Once the data has been read, print it back in full, exactly.

Top of Source data

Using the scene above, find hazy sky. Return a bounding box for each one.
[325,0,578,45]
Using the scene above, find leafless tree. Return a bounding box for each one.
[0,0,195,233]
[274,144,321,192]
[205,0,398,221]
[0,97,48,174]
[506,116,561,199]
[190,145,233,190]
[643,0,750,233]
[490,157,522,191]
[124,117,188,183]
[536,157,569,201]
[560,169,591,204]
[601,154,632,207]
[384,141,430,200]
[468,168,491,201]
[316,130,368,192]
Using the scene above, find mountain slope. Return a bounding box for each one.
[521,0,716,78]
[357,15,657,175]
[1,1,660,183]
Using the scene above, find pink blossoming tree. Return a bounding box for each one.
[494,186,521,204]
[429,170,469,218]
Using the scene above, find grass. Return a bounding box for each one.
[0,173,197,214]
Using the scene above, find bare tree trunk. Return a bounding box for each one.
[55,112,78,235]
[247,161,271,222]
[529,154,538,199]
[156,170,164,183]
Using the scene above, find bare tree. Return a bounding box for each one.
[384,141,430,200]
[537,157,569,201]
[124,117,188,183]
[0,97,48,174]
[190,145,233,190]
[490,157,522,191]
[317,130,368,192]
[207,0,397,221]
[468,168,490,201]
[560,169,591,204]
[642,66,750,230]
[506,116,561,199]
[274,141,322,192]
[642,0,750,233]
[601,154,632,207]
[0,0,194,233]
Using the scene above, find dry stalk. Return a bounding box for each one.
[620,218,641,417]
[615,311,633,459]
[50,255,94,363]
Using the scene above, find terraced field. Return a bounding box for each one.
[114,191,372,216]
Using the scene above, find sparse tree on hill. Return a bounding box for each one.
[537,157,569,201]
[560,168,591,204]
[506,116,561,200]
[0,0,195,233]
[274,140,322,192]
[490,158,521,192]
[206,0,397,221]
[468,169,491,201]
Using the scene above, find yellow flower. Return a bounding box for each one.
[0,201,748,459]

Bottom of Source data

- Solution to this task -
Using the scene above, find hazy sky. Return a bounding box for each one.
[325,0,578,45]
Using the scene above, find leafless tree. Return a bounding box for each one.
[0,0,195,233]
[274,144,321,192]
[205,0,398,221]
[0,97,48,174]
[506,116,561,199]
[190,145,233,190]
[643,0,750,233]
[490,157,522,191]
[124,117,188,183]
[536,157,569,201]
[560,169,591,204]
[601,154,632,207]
[384,141,430,200]
[468,168,491,201]
[316,130,368,192]
Using the scene above, find mountain slope. Return a bounding box for each one.
[521,0,716,78]
[357,15,657,175]
[1,1,660,183]
Using the scene above, find pink blossoming tree. Return a bounding box for each one.
[494,186,521,204]
[429,170,469,218]
Using the scene above, find grass. Return a bounding box for each one.
[0,173,197,214]
Using the scene above, find bare tree trunk. Return a bounding box for each one.
[55,112,78,235]
[247,161,271,222]
[529,154,538,199]
[156,170,164,183]
Using the scene above, find bare tree. Return a bounding box for each one.
[384,141,430,200]
[537,157,569,201]
[124,117,188,183]
[0,97,48,174]
[190,145,233,190]
[490,157,522,191]
[317,130,368,192]
[207,0,397,221]
[468,168,490,201]
[560,169,591,204]
[642,66,750,230]
[506,116,561,199]
[274,141,322,192]
[642,0,750,233]
[601,154,632,207]
[0,0,194,233]
Using the scene above, find dry stalk. Return a bounding box for each one.
[620,218,641,417]
[615,311,633,459]
[50,255,94,363]
Using the scene above, find terraced field. Return a bounding box for each one.
[114,191,372,216]
Using the scene above, find sparse tree on hill. Return a bounding box for each one.
[537,157,569,201]
[560,168,591,204]
[506,116,561,200]
[0,0,195,233]
[274,140,322,192]
[490,158,521,192]
[206,0,397,221]
[468,169,491,201]
Using the scene above, find yellow flower. Return a bounding box for each one.
[0,201,748,459]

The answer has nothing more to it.